#### [Required work]
Once you reach the line containing "Target: man in blue shirt" in the data below, restate each line word for word up to and including the one containing "Where can the wooden oar".

BEGIN

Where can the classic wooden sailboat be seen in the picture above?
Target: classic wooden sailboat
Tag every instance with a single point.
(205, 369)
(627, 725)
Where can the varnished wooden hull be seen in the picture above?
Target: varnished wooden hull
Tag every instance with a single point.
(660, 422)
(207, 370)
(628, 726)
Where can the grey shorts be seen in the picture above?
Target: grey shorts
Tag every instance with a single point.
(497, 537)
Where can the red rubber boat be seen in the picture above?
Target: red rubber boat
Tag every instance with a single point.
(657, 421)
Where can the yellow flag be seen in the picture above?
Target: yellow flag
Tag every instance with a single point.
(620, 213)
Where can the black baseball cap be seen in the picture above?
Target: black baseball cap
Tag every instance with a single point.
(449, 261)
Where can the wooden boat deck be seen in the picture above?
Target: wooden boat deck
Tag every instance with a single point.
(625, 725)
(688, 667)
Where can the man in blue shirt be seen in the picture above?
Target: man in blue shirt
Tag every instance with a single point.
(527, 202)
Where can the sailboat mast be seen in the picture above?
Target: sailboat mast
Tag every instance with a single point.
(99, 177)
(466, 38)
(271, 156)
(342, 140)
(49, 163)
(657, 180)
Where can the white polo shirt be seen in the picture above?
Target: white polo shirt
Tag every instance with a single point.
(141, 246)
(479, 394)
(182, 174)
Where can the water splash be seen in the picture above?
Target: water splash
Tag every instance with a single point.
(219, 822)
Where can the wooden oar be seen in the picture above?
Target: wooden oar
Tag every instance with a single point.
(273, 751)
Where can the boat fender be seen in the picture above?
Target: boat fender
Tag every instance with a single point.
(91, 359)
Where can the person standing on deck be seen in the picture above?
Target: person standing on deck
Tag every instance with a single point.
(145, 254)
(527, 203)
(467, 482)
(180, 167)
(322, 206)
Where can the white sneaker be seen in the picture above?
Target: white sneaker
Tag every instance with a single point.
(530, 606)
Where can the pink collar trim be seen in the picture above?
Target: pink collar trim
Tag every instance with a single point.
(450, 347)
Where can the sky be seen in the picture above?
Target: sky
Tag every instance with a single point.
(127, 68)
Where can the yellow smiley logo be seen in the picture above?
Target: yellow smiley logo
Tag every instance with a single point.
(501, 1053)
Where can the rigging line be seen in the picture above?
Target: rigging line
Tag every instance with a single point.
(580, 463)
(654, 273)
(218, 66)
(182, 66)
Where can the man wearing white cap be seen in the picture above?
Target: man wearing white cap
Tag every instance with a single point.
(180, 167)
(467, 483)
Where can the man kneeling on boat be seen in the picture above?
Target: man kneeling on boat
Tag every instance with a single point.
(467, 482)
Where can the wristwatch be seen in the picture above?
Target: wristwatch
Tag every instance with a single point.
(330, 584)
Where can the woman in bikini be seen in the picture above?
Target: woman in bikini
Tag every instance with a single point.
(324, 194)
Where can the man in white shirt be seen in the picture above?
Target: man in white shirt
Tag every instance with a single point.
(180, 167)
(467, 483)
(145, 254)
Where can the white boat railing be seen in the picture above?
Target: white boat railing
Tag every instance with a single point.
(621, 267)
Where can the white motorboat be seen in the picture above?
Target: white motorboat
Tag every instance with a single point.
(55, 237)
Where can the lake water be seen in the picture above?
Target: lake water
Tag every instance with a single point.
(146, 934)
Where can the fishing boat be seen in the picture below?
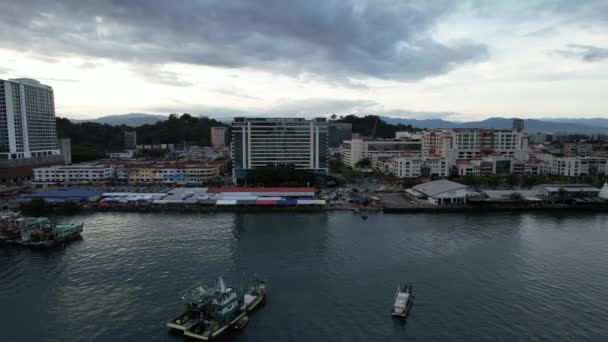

END

#### [Output for this task]
Target: man in blue shirt
Tag every instance with a single point.
(527, 202)
Where can the sailboat mast be seen in the picture above?
Target: sailboat mast
Tag every instance with a single point.
(99, 177)
(466, 38)
(271, 156)
(342, 140)
(49, 163)
(657, 180)
Where can the white polo shirt be seen in the picture above?
Target: white polo shirt
Tag every instance with a single point.
(141, 246)
(479, 394)
(182, 174)
Where can the water splash be seen in the picture above?
Target: water splash
Tag every instance with a single point.
(219, 822)
Where can the wooden oar be seen in the picture above?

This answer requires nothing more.